* **ABOUT THIS TASK**:
For the word "below", find each line in the entries where it occurs and copy that line.

□ □ □ □ □ □ □

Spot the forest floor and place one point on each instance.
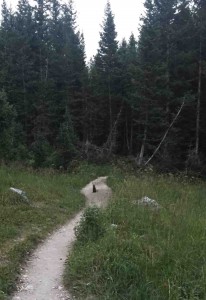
(143, 252)
(42, 277)
(54, 198)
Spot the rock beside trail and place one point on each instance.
(146, 201)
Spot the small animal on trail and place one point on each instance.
(94, 188)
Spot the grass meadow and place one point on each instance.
(146, 254)
(54, 199)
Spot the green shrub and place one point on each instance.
(91, 226)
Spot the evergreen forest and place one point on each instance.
(143, 98)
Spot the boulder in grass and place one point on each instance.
(21, 194)
(146, 201)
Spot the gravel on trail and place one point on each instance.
(41, 278)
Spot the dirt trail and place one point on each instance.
(42, 276)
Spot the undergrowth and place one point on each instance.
(145, 254)
(54, 198)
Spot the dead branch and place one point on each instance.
(166, 133)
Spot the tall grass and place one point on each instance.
(54, 197)
(150, 254)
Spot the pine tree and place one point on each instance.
(106, 76)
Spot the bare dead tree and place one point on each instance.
(165, 135)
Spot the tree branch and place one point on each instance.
(166, 133)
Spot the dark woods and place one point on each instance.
(144, 98)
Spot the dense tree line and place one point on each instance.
(142, 98)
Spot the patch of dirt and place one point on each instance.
(41, 279)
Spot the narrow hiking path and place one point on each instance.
(42, 275)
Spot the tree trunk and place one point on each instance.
(165, 135)
(198, 102)
(141, 155)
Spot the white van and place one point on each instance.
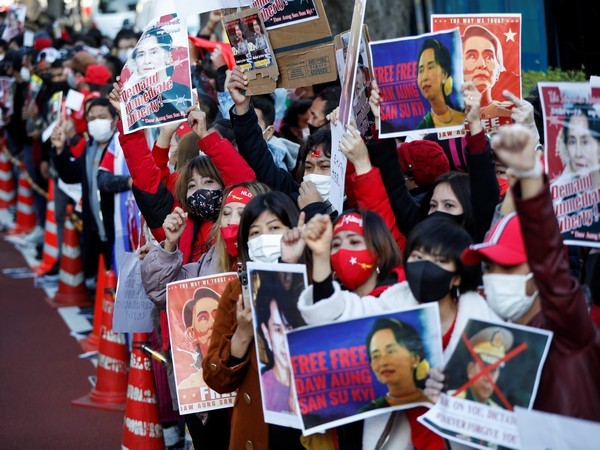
(109, 16)
(149, 9)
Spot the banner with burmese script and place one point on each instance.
(572, 159)
(348, 371)
(491, 54)
(156, 80)
(191, 309)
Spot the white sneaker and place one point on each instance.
(171, 436)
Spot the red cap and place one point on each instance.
(97, 74)
(239, 194)
(503, 245)
(424, 160)
(349, 222)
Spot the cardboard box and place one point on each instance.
(304, 51)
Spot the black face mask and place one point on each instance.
(428, 282)
(58, 86)
(456, 218)
(205, 204)
(314, 129)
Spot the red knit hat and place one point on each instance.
(423, 160)
(97, 74)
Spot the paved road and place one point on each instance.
(40, 373)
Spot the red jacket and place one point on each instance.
(154, 184)
(369, 192)
(570, 381)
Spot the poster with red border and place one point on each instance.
(191, 309)
(572, 159)
(491, 59)
(494, 368)
(156, 80)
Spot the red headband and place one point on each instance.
(349, 222)
(316, 153)
(239, 194)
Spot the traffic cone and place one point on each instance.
(110, 391)
(71, 282)
(7, 183)
(141, 427)
(91, 342)
(50, 252)
(25, 220)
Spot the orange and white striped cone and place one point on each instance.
(92, 341)
(142, 427)
(71, 281)
(25, 220)
(110, 391)
(50, 251)
(7, 183)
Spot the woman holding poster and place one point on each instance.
(434, 273)
(231, 363)
(435, 82)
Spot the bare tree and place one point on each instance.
(386, 19)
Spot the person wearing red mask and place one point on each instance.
(164, 264)
(434, 273)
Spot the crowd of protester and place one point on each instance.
(247, 179)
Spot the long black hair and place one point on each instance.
(277, 203)
(443, 237)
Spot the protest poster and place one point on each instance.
(544, 431)
(491, 53)
(34, 88)
(7, 96)
(282, 13)
(362, 83)
(191, 309)
(275, 289)
(301, 39)
(350, 370)
(345, 112)
(156, 80)
(132, 310)
(14, 23)
(252, 50)
(54, 114)
(572, 159)
(495, 367)
(417, 92)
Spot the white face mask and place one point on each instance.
(265, 248)
(100, 129)
(507, 296)
(305, 133)
(322, 183)
(125, 54)
(25, 74)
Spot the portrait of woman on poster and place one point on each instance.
(483, 62)
(397, 357)
(277, 312)
(578, 144)
(435, 82)
(239, 44)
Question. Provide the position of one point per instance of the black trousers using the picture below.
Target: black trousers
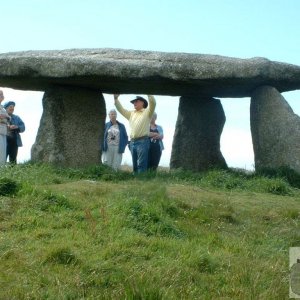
(154, 156)
(12, 149)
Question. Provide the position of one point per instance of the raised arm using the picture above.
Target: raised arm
(124, 112)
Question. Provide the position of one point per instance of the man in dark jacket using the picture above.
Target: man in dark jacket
(14, 128)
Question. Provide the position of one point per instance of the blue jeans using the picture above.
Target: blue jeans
(139, 152)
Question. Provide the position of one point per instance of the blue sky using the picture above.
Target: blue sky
(243, 29)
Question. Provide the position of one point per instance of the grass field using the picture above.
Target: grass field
(96, 234)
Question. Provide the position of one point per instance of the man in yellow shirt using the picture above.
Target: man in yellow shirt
(139, 123)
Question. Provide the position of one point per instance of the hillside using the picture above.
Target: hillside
(95, 234)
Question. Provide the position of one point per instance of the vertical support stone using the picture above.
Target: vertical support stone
(71, 127)
(196, 143)
(275, 130)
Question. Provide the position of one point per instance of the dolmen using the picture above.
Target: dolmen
(74, 80)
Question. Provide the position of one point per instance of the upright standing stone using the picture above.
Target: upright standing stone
(71, 127)
(196, 144)
(275, 130)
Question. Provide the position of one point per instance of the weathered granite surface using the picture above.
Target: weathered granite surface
(71, 127)
(145, 72)
(196, 144)
(275, 130)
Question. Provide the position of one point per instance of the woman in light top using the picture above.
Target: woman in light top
(156, 145)
(114, 142)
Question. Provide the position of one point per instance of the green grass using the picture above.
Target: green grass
(96, 234)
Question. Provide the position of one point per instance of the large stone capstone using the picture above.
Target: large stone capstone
(275, 130)
(76, 78)
(146, 72)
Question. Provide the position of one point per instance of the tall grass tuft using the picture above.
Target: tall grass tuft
(8, 186)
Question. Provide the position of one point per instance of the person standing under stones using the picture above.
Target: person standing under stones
(156, 145)
(14, 128)
(139, 122)
(4, 118)
(114, 142)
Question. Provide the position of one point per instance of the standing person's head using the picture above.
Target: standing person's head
(139, 103)
(1, 96)
(112, 116)
(154, 117)
(10, 107)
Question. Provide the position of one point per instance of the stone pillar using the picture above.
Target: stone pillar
(196, 144)
(275, 130)
(71, 127)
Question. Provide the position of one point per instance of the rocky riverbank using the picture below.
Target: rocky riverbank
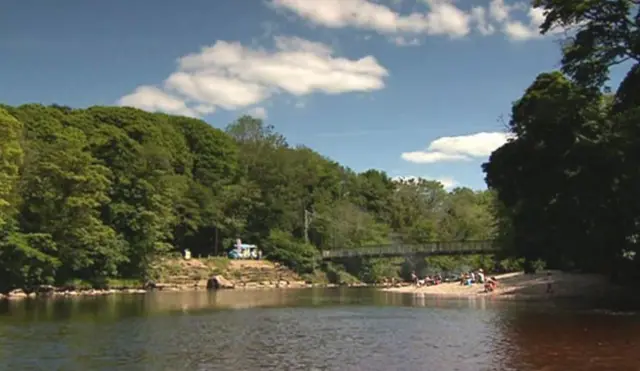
(190, 275)
(520, 286)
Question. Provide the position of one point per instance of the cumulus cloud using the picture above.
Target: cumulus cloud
(151, 98)
(258, 112)
(442, 17)
(230, 75)
(458, 148)
(447, 182)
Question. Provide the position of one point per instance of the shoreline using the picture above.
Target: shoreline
(57, 292)
(521, 287)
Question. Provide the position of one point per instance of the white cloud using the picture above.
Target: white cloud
(230, 75)
(150, 98)
(479, 17)
(447, 182)
(443, 17)
(403, 41)
(458, 148)
(258, 112)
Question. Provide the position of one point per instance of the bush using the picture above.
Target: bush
(299, 256)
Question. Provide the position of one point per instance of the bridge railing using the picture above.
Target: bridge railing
(449, 247)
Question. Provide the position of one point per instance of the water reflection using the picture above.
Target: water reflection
(309, 329)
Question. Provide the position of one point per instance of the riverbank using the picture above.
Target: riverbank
(521, 286)
(178, 274)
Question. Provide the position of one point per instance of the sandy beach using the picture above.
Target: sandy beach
(520, 286)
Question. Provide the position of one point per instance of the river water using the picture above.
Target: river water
(311, 329)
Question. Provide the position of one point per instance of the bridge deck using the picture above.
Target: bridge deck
(435, 248)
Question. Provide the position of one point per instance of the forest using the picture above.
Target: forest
(100, 193)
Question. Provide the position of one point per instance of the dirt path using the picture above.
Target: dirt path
(521, 286)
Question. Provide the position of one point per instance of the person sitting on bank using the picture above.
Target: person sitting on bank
(491, 284)
(480, 276)
(414, 278)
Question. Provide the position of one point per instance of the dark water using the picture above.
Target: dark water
(339, 329)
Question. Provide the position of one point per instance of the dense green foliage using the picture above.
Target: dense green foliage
(568, 179)
(99, 193)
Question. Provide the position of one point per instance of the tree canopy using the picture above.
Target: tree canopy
(567, 180)
(99, 193)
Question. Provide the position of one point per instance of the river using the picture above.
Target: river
(311, 329)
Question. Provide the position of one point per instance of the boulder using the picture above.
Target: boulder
(218, 282)
(45, 290)
(17, 294)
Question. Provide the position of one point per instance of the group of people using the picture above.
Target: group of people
(427, 280)
(469, 278)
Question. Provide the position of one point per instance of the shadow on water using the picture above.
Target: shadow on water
(311, 329)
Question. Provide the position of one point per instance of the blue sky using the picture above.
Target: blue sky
(412, 87)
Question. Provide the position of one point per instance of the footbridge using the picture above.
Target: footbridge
(433, 248)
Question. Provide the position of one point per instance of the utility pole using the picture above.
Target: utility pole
(307, 221)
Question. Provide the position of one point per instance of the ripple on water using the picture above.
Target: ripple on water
(368, 334)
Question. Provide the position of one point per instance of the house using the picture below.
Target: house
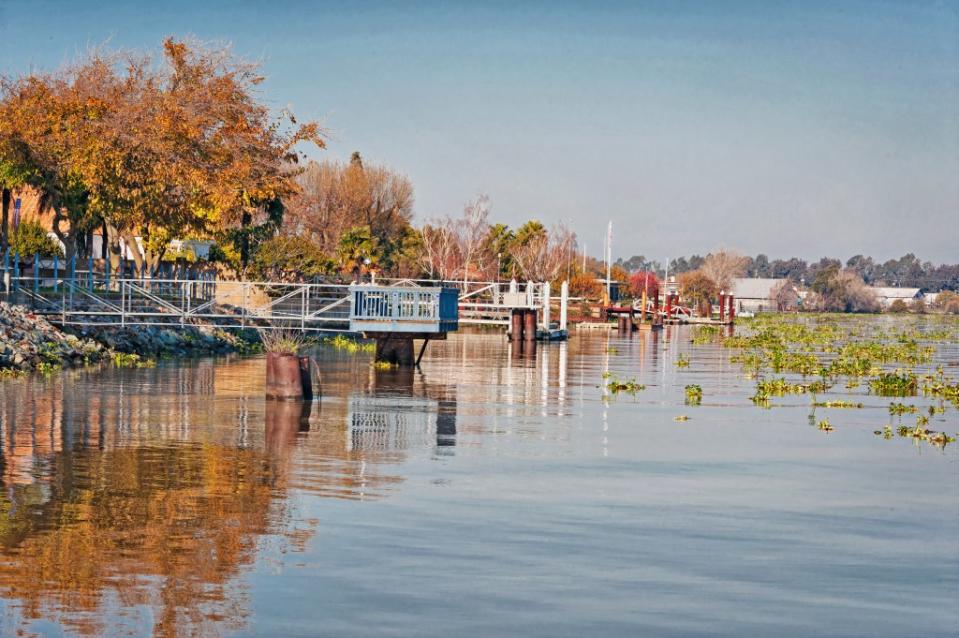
(757, 294)
(887, 295)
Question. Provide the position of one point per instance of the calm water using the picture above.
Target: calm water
(489, 494)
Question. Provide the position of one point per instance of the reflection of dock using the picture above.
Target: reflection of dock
(399, 423)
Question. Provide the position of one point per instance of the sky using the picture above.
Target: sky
(800, 128)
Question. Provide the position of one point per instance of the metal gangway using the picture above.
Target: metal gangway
(397, 305)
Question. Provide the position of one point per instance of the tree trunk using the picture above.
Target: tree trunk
(67, 239)
(134, 248)
(4, 237)
(111, 239)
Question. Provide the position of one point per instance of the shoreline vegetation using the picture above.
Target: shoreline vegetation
(31, 344)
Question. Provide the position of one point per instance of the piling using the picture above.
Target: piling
(516, 325)
(306, 377)
(284, 379)
(396, 350)
(529, 325)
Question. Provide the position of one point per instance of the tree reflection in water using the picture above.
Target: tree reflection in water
(135, 498)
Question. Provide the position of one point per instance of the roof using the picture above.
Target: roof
(754, 288)
(893, 292)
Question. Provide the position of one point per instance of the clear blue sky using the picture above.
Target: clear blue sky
(795, 128)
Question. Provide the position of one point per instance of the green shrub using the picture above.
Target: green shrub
(289, 258)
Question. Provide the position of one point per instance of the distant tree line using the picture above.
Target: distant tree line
(907, 271)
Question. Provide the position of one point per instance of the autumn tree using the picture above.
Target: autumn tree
(540, 255)
(698, 289)
(841, 290)
(644, 281)
(151, 149)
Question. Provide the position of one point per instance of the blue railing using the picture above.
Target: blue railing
(403, 309)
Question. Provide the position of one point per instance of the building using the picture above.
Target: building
(887, 295)
(758, 295)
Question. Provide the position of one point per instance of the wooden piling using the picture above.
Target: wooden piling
(529, 325)
(516, 324)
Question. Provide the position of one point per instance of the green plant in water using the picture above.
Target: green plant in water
(616, 386)
(899, 409)
(131, 360)
(342, 342)
(694, 394)
(836, 404)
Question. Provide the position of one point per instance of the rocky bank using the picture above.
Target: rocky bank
(29, 342)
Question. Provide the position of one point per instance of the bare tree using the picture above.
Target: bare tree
(439, 255)
(543, 255)
(723, 266)
(473, 228)
(335, 197)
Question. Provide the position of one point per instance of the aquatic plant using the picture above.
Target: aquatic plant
(631, 386)
(895, 384)
(900, 408)
(131, 360)
(288, 342)
(836, 404)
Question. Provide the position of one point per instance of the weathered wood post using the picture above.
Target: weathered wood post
(529, 327)
(6, 271)
(563, 304)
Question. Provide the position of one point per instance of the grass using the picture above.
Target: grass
(288, 342)
(342, 342)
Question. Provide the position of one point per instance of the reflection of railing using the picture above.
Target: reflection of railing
(399, 309)
(391, 423)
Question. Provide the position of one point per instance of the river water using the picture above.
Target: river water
(491, 493)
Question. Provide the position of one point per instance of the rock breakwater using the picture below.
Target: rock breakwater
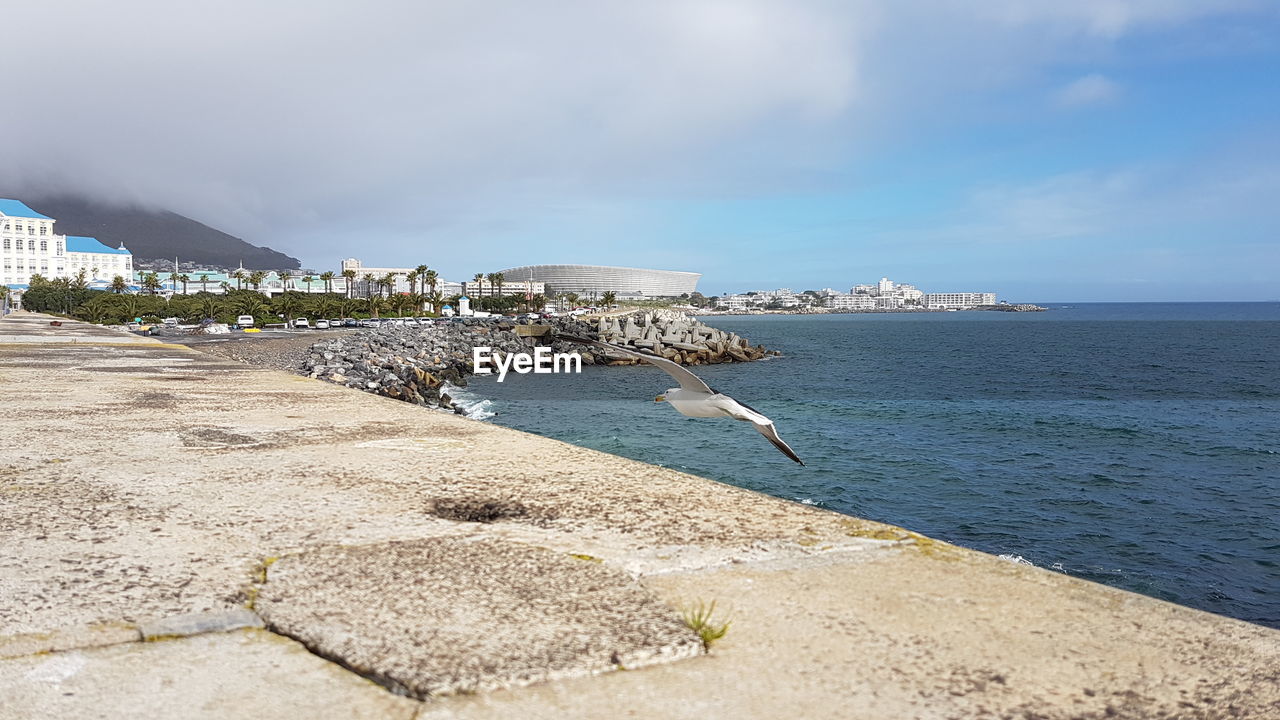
(419, 364)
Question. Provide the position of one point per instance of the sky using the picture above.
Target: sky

□ □ □ □ □ □ □

* **RESULT**:
Question. Provide the position of one point per instance of the black trousers using the picture below.
Question. Provide the position of one point per instance of the rocky riverbank using the picture below.
Question. Provide the position of one point per instance of the house using the picture below.
Question. Provide the position of one point per instance of the rock breakwater using the picture below.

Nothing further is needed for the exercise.